Stored records:
----

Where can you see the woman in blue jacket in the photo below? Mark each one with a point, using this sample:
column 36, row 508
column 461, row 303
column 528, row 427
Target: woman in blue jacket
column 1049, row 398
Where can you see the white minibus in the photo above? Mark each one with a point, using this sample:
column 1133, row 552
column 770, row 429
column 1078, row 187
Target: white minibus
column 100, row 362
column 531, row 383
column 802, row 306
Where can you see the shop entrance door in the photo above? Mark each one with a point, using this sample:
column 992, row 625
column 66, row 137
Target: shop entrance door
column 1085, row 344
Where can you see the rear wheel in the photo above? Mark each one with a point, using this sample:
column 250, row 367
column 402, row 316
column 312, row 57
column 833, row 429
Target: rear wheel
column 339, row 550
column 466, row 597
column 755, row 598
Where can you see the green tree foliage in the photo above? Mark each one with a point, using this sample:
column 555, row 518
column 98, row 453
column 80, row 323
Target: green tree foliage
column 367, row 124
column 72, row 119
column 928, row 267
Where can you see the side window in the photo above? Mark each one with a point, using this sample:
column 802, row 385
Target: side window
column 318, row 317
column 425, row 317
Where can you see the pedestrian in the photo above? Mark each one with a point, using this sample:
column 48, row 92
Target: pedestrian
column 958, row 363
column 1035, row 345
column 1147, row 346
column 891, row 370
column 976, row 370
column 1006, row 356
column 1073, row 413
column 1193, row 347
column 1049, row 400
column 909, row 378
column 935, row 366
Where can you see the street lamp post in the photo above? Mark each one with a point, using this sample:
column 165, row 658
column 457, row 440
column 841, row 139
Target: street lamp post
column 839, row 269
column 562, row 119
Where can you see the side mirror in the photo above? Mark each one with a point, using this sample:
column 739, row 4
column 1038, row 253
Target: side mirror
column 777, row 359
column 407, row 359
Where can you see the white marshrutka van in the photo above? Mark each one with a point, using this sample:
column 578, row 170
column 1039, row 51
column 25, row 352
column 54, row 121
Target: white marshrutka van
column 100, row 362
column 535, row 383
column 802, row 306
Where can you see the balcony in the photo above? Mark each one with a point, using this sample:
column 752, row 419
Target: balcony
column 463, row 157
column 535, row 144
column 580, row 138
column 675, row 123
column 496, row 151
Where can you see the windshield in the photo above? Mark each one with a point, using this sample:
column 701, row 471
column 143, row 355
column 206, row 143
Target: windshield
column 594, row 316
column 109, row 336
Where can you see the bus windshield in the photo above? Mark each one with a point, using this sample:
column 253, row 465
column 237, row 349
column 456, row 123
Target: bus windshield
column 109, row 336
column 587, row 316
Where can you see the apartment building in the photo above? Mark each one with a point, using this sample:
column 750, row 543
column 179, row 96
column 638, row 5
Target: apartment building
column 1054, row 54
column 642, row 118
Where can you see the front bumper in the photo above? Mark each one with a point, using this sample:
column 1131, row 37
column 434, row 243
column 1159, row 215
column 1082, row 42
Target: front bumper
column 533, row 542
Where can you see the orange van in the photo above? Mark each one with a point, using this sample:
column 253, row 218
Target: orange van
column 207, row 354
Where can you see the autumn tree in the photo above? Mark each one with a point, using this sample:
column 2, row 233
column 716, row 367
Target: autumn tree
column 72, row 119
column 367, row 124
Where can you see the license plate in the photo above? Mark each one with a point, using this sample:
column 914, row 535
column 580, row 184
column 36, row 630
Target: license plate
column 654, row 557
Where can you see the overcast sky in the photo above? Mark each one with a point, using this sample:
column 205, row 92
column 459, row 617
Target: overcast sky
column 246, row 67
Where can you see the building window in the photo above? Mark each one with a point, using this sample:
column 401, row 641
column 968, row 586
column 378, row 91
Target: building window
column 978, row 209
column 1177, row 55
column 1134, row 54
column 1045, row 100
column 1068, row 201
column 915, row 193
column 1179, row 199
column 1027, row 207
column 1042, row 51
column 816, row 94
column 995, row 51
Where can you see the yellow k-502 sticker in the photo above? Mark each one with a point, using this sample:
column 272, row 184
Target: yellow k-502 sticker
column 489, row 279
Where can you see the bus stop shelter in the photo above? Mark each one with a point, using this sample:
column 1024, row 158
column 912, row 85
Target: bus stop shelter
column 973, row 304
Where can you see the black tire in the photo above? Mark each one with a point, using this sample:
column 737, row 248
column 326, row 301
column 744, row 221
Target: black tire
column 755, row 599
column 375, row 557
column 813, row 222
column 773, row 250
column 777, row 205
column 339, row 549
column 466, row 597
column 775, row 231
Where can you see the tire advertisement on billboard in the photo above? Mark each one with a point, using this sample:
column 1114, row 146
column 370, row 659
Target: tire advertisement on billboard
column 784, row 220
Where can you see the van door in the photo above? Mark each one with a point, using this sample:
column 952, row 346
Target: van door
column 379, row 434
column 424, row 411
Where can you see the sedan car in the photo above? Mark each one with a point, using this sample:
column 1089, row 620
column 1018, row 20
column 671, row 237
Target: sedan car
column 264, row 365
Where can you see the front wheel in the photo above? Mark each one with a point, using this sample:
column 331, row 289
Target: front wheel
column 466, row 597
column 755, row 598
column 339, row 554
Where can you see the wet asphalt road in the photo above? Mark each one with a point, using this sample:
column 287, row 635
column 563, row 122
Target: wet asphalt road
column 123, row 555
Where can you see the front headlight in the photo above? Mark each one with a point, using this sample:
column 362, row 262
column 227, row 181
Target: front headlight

----

Rewrite all of the records above, putting "following this pattern" in place of every "using this sample" and keeping everything else the same.

**SOLVED PROBLEM**
Where can you see the woman in blue jacket in the photo below? Mark each one with a point, following this pattern:
column 36, row 508
column 461, row 303
column 528, row 427
Target: woman in blue jacket
column 1049, row 398
Where can you see the white minibus in the photo above? Mark each one with a point, following this pattern:
column 1133, row 552
column 770, row 429
column 1078, row 187
Target: white minibus
column 100, row 362
column 531, row 383
column 802, row 306
Where can you see the shop entrance door in the photo above? Mark each one with a point, following this pattern:
column 992, row 625
column 66, row 137
Target: shop entrance door
column 1085, row 344
Where can you see the rear wheel in the photo above? Mark each one with a point, following this pattern:
column 250, row 367
column 402, row 316
column 312, row 57
column 833, row 429
Target: rear wheel
column 339, row 550
column 466, row 597
column 755, row 598
Where can you see the green tree foliage in the photo above? Mark each one with a point, following this pattern:
column 555, row 518
column 98, row 453
column 80, row 323
Target: green tree foliage
column 367, row 124
column 72, row 119
column 928, row 267
Where can you see the side window in the photo above? Mark each one with a point, following this pattern:
column 802, row 385
Target: side window
column 318, row 317
column 425, row 317
Where can you see the pedestrian in the photo above? Mark each one with a point, following this pattern:
column 48, row 92
Target: pedestrian
column 958, row 363
column 1035, row 345
column 1147, row 346
column 891, row 370
column 976, row 370
column 1006, row 356
column 1073, row 413
column 1193, row 347
column 1049, row 400
column 909, row 378
column 935, row 366
Where can you see the street lamp post in the photo above? Mark each one with a point, following this pattern:
column 165, row 658
column 457, row 440
column 841, row 139
Target: street lamp post
column 839, row 269
column 562, row 119
Where can you see the side mirror in the photo above? Mark each one with a point, following this pattern:
column 739, row 4
column 1038, row 253
Target: side mirror
column 777, row 359
column 407, row 359
Where can you see the white marshrutka van in the photo above? Mark each one with a point, following this pattern:
column 578, row 170
column 1039, row 51
column 25, row 352
column 54, row 121
Target: white marshrutka van
column 100, row 362
column 535, row 383
column 802, row 306
Where can you see the balcony in the photo above? Mark each one with a point, following this pattern:
column 752, row 419
Target: balcony
column 463, row 157
column 535, row 144
column 580, row 138
column 675, row 123
column 496, row 151
Where can you see the windshield in the photo above? Mark each one with a point, following this pattern:
column 701, row 471
column 143, row 355
column 206, row 143
Target: windshield
column 594, row 316
column 109, row 336
Where can you see the bus windshield in the photo above? Mark each one with a point, following this pattern:
column 253, row 465
column 237, row 349
column 456, row 123
Target: bus windshield
column 109, row 336
column 587, row 316
Where can you see the apartment building in the photo above? Mark each one with a point, following this pattern:
column 750, row 543
column 179, row 96
column 638, row 5
Target: apartment building
column 1054, row 54
column 642, row 118
Where can you see the front bumper in the photo above? Mark each one with a point, following this pattern:
column 1131, row 37
column 434, row 243
column 1159, row 215
column 1082, row 42
Target: front bumper
column 533, row 542
Where can you see the orange van in the photo above? Mark each one with a point, following this pattern:
column 253, row 218
Target: orange van
column 207, row 354
Where can you see the autumn tree in the photo above? Mark each one with a point, following this pattern:
column 2, row 233
column 716, row 367
Target: autumn tree
column 72, row 119
column 367, row 124
Where can you see the license plate in the photo above? Mark each one with a point, following this pattern:
column 914, row 535
column 580, row 184
column 36, row 630
Target: license plate
column 654, row 557
Where can you see the overcast sky in the photo above? Mark each one with a point, following this pattern:
column 205, row 92
column 459, row 617
Target: overcast sky
column 246, row 67
Where can you see the building window in the photo above? Mark each one with a point, following this pattern:
column 401, row 641
column 968, row 586
column 378, row 91
Target: building window
column 978, row 209
column 1177, row 55
column 1134, row 54
column 1045, row 100
column 1068, row 201
column 915, row 193
column 1179, row 199
column 1027, row 207
column 1042, row 51
column 816, row 94
column 995, row 51
Where can you see the yellow k-502 sticker in the photo above? Mark each one with a point, following this pattern:
column 272, row 184
Target: yellow k-502 sticker
column 489, row 279
Where can you see the bus stop shelter in the photo above? Mark each one with a point, following this pattern:
column 1024, row 158
column 912, row 85
Target: bus stop shelter
column 973, row 304
Where can you see the black tire in the photo above? Mark each one with a point, following this pattern:
column 737, row 248
column 326, row 301
column 744, row 221
Target: black tire
column 755, row 599
column 375, row 557
column 813, row 222
column 773, row 250
column 777, row 205
column 339, row 549
column 466, row 597
column 775, row 231
Where can you see the tire advertisement on billboard in the photo above? Mark each one with a point, following this pattern:
column 1114, row 146
column 370, row 659
Target: tire advertisement on billboard
column 784, row 220
Where can you see the van door in the photo above? Mark each one with a point, following this pattern:
column 952, row 346
Target: van door
column 379, row 434
column 424, row 411
Where can you see the sedan car in the photo above? Mark each one with a point, following this pattern:
column 1089, row 620
column 1018, row 20
column 671, row 237
Target: sedan car
column 264, row 365
Where can you see the front wheel in the photo above? Mark each one with a point, following this pattern:
column 331, row 289
Target: front wheel
column 466, row 597
column 755, row 598
column 339, row 554
Where can you see the wet asphalt road in the photo above? Mark each one with a point, following this pattern:
column 287, row 635
column 563, row 122
Target: wet asphalt road
column 123, row 555
Where can you see the front headlight in the photo above? Mark each one with a point, following this pattern:
column 362, row 262
column 227, row 181
Target: front headlight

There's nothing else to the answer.